§ Seçilen Bölüm

Güncelleme Tarihi:
Parasız mutluluk olmaz mı yoksa paranın asla mutluluğu satın alamaz mı?
Aralarında Nobelli psikolog Daniel Kahneman ve ekonomist Angus Deaton’ın da bulunduğu bir grup bilim insanı geçtiğimiz günlerde bu konuda dikkat çekici bir araştırmanın sonuçlarını kamuoyuyla paylaştı. Proceedings of the National Academy of Sciences adlı dergide yayımlanan makalede, “500 bin dolara kadar paranın mutluluğa etkisi var. 500 bin dolardan sonrası için ise yeterli verimiz yok” ifadeleri kullanıldı.
Harvard Üniversitesi’nde mutluluğun sebepleri üzerine çalışmalar yürüten bilim insanı Matthew Killingsworth ise araştırmayı, “Para yoksul insanların mutlu olmasına çok yardımcı oluyor. Fakat eğer iyi bir geliriniz varsa ve halen mutsuzsanız, mutsuzluğunuzun kaynağı muhtemelen paranın düzeltemeyeceği bir şey” sözleriyle değerlendirdi.

§ Görev Tanımı
Seçilen bölümde "Aralarında Nobelli psikolog" sözleriyle başlayan paragrafı, ana bilgilerini koruyarak daha kısa biçimde yeniden yazın. Aşağıdaki satırların seçilen bölümle hiçbir ilgisi yoktur.

§ Girdi Verileri

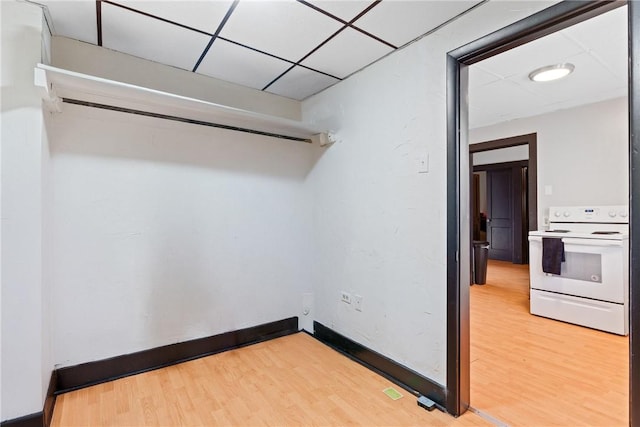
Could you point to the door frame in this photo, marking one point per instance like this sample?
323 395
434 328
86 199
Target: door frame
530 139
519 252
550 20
* * *
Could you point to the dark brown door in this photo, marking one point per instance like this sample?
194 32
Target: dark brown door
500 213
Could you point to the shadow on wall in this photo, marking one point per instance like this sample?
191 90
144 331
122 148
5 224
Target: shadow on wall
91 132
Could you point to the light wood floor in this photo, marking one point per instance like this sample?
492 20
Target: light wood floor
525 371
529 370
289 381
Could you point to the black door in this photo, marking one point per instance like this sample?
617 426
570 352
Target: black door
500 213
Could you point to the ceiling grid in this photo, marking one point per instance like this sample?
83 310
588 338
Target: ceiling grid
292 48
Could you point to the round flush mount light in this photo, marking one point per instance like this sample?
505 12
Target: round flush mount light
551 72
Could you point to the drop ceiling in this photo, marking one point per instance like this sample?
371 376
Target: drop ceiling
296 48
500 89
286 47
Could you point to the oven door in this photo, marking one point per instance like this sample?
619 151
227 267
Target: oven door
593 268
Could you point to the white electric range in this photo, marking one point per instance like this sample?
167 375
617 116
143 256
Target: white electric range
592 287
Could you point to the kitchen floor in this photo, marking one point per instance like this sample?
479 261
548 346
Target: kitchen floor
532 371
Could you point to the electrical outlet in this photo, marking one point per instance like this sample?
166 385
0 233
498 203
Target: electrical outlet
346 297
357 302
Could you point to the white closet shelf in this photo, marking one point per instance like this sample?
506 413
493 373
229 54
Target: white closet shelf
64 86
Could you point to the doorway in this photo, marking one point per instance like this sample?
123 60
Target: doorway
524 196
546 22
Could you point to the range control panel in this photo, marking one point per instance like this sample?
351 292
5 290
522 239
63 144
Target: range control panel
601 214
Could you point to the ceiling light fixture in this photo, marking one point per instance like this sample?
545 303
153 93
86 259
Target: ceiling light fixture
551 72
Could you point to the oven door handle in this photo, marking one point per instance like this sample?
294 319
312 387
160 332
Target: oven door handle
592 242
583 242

§ Alıştırma Yanıtı
Nobelli psikolog Daniel Kahneman ve ekonomist Angus Deaton'ın da aralarında bulunduğu bir grup bilim insanı, Proceedings of the National Academy of Sciences dergisinde yayımlanan makalede paranın 500 bin dolara kadar mutluluğa etkisi olduğunu, bu miktarın ötesi için ise yeterli veri bulunmadığını açıkladı.